» **Selected text**
+---+
Well, I made it to Friday.  And as soon as this is posted, all of my attention shifts to Sunday.  But while this week is fresh in my mind, I wanted to write about it.  I don’t think there will be another week like this any time soon.

I’m really a “nobody”.  I mean, I’m a “somebody” to Jesus, and I’m a “somebody” to my wife and my kids and my family and my church.  But outside of that, I’m nobody.  I was nobody at the beginning of the week, and I’m nobody at the end of the week.

But this week, I got way more attention than a “nobody” like me is used to getting.  This happened because of the article I published on this blog: She Only Said “Yes” Once.

I wrote this article 5 months ago and saved it as a draft.  I honestly didn’t know if it was any good, and besides that, no one reads my blog anyway.  So posting a provocative commentary on sex in our culture really doesn’t make sense when this website is only checked by my wife and a few of my more gracious friends.
+---+
» **Records provided**
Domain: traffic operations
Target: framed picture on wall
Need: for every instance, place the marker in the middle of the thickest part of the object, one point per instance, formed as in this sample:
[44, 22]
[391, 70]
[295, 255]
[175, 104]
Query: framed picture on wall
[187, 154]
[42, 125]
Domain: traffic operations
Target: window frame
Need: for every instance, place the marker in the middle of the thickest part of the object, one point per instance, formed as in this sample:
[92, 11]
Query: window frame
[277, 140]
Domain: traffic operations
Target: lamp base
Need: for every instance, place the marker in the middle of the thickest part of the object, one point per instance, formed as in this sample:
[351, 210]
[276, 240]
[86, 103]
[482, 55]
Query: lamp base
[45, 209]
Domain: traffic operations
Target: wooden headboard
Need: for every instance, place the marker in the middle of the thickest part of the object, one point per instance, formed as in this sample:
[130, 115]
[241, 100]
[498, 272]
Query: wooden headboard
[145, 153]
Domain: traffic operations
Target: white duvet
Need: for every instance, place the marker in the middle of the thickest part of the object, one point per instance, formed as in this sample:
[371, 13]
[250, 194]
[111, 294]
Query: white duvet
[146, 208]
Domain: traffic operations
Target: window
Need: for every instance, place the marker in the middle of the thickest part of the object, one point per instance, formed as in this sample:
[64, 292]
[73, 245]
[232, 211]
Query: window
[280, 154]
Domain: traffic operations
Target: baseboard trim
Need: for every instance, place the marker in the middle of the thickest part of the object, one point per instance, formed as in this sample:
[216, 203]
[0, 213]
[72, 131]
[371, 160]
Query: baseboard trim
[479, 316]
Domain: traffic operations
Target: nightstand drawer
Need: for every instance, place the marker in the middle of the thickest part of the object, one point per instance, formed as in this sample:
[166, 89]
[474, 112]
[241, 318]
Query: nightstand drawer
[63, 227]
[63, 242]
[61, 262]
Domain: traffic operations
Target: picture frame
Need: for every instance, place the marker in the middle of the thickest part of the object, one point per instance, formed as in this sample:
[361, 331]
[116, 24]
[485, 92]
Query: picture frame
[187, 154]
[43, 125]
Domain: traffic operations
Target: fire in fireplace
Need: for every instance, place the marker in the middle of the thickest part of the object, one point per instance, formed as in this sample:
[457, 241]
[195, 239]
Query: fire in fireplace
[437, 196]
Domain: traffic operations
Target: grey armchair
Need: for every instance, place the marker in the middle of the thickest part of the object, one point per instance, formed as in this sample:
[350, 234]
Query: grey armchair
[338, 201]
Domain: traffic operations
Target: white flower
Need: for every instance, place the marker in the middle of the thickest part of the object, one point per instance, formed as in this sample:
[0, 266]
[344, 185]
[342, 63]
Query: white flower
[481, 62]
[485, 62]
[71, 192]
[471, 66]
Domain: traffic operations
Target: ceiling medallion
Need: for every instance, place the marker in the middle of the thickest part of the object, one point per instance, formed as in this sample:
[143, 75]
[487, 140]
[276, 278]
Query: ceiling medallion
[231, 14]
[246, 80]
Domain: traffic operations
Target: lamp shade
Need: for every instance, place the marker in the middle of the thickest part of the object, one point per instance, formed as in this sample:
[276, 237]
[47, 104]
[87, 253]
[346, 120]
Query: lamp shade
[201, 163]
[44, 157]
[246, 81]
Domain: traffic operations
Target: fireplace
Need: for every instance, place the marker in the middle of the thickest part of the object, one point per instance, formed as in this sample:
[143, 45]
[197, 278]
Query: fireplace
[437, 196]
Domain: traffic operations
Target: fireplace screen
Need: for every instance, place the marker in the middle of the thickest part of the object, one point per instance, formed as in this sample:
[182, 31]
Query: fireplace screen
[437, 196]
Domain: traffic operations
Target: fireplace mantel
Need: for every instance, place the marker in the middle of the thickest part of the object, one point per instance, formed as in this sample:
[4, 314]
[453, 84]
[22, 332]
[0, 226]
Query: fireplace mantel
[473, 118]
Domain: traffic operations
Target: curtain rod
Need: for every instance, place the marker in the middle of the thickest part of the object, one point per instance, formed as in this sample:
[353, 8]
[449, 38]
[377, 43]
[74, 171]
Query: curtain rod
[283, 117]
+---+
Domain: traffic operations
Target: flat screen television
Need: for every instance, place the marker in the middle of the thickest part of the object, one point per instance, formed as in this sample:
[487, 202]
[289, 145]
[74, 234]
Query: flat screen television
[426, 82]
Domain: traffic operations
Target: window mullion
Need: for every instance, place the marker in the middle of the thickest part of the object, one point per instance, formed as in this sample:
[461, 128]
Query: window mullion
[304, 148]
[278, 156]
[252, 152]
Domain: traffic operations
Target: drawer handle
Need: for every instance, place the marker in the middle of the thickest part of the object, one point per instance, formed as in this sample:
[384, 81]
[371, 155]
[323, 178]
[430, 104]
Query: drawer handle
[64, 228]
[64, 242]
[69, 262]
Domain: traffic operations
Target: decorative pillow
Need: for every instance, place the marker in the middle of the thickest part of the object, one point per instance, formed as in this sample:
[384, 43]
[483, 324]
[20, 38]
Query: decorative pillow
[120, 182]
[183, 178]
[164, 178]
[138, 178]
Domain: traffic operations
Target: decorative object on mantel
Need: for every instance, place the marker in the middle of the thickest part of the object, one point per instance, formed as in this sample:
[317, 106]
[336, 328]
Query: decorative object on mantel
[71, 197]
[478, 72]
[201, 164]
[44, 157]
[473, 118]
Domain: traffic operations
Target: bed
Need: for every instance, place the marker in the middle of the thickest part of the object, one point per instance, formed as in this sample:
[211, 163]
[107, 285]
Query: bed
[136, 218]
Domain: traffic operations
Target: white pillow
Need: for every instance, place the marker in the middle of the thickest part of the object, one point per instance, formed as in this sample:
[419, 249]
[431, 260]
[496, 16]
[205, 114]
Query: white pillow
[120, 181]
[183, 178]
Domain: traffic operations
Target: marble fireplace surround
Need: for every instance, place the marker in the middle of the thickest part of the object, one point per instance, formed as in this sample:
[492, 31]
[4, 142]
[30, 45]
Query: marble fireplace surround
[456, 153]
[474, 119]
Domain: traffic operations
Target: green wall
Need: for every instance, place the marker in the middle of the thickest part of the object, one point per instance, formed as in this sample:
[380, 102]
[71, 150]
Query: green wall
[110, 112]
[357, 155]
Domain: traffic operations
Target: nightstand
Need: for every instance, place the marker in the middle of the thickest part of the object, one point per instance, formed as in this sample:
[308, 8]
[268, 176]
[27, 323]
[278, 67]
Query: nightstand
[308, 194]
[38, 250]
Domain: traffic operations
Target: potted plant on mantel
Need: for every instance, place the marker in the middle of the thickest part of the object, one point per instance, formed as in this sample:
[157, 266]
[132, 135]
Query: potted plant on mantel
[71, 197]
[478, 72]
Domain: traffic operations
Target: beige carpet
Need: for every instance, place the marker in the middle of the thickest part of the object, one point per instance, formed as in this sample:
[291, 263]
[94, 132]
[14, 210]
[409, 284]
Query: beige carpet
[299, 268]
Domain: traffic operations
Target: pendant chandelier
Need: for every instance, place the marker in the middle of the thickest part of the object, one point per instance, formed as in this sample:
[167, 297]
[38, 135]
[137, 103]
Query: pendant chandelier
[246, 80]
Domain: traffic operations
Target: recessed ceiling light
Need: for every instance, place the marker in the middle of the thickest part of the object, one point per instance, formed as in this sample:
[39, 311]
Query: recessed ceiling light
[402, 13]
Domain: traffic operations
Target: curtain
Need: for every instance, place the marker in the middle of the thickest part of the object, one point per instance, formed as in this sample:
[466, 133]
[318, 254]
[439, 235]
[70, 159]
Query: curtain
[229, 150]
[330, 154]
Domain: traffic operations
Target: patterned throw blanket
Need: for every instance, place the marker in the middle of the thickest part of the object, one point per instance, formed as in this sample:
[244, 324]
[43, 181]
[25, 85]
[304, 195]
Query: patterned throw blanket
+---+
In the blog post above, list every party the writer says they are a "somebody" to.

- Jesus
- the writer's wife
- the writer's kids
- the writer's family
- the writer's church